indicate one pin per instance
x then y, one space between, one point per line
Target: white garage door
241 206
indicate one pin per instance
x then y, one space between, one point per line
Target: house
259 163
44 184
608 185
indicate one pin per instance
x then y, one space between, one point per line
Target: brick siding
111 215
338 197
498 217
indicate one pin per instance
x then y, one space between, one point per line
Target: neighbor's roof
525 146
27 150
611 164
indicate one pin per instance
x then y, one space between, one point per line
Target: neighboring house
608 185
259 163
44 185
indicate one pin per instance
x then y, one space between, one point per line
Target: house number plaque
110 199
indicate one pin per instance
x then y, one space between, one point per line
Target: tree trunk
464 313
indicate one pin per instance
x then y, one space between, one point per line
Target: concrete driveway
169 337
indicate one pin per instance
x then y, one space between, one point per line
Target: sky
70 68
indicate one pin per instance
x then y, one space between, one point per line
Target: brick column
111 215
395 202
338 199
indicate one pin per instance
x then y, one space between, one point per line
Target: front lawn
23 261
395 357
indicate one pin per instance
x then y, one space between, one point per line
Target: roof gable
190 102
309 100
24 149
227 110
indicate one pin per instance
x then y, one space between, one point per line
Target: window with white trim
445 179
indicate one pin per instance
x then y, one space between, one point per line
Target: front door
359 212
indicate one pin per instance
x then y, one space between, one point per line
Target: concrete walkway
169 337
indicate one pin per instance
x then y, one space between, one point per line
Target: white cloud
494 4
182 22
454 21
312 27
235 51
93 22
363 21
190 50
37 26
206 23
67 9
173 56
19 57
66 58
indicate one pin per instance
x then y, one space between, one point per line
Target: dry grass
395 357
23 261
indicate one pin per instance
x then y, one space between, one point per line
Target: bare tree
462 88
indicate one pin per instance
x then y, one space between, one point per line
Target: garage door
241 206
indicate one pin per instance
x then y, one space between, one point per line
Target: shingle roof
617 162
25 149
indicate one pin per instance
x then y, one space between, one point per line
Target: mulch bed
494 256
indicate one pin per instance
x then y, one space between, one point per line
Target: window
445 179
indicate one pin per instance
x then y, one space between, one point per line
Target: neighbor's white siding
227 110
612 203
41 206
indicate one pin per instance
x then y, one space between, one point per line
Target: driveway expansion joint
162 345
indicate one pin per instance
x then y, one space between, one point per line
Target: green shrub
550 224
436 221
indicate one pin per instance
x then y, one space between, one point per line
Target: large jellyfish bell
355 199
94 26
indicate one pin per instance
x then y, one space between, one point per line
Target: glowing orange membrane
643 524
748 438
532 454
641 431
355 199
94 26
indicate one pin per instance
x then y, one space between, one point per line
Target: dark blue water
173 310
================================
| Required work |
Set every entry down verbatim.

| Task output |
indicate one pin per instance
x then y, one space between, one point per line
Target: white garage door
241 206
indicate one pin per instance
x then y, one space between, one point per line
Target: house
259 163
44 184
608 185
indicate one pin per instance
x then y, one space between, one point per line
Target: brick siding
111 215
338 197
498 217
indicate one pin per instance
x then y, one space between, one point per line
Target: neighbor's roof
525 146
27 150
611 164
indicate one pin per instance
x then y, one space between, one point per line
Target: neighboring house
608 185
259 163
44 185
indicate one pin per instance
x then y, one space between, one point per line
Target: house number plaque
110 199
indicate one pin per instance
x then y, one space between, one point per line
Target: tree trunk
464 313
indicate one pin per instance
x then y, one space between, one point per line
Target: concrete driveway
169 337
indicate one pin per instance
x then y, one space between, one point per line
Target: sky
70 68
indicate one pin per instance
x then y, one space between, one point per line
Target: brick column
111 215
395 202
338 199
indicate one pin per instance
x then y, one space between, one point per line
Target: front lawn
23 261
395 357
indicate one pin per instance
x then y, one space between, one point per line
Target: roof gable
190 102
309 100
24 149
227 110
indicate one pin per instance
x then y, one space between, one point per line
Target: window with white trim
445 179
indicate one pin per instance
x then y, one space between, one point per line
Target: front door
359 212
indicate one pin per instance
x then y, one space between, one point per line
Target: concrete walkway
169 337
indicate one pin per instance
x then y, one space between, one point per line
Target: white cloud
494 4
182 22
454 21
312 27
235 51
93 22
363 21
190 50
37 26
206 23
67 9
173 56
19 57
66 58
indicate one pin per instance
x then y, one space between, one point per line
Target: dry grass
395 357
23 261
indicate one pin per instance
x then y, one space between, one point per line
Target: bare tree
462 88
indicate one pin per instance
x then y, one space between, one point per line
Target: garage door
241 206
indicate one pin per instance
x then y, one space between, one point per line
Target: shingle roof
617 162
25 149
indicate one pin per instance
x then y, one space between, one point per line
Target: mulch bed
494 256
indicate one pin per instance
x then y, one space between, one point per line
Target: window
445 179
indicate one pin per instance
x then y, one space between, one point per line
Target: neighbor's white siding
227 110
612 203
41 206
indicate one pin per instance
x then y, one space between, one point per line
Target: driveway expansion joint
162 345
indicate one pin per instance
x then y, one space between, one point per line
Target: green shrub
550 224
436 221
indicate one pin per instance
x then y, one space between, one point per line
Target: large jellyfish bell
355 199
94 26
indicate one pin per instance
x then y, one space between, one point per line
Target: glowing orange membrane
643 524
748 438
532 454
641 431
355 199
94 26
indicate one pin per instance
x then y, one space between, one point per line
Target: dark blue water
173 310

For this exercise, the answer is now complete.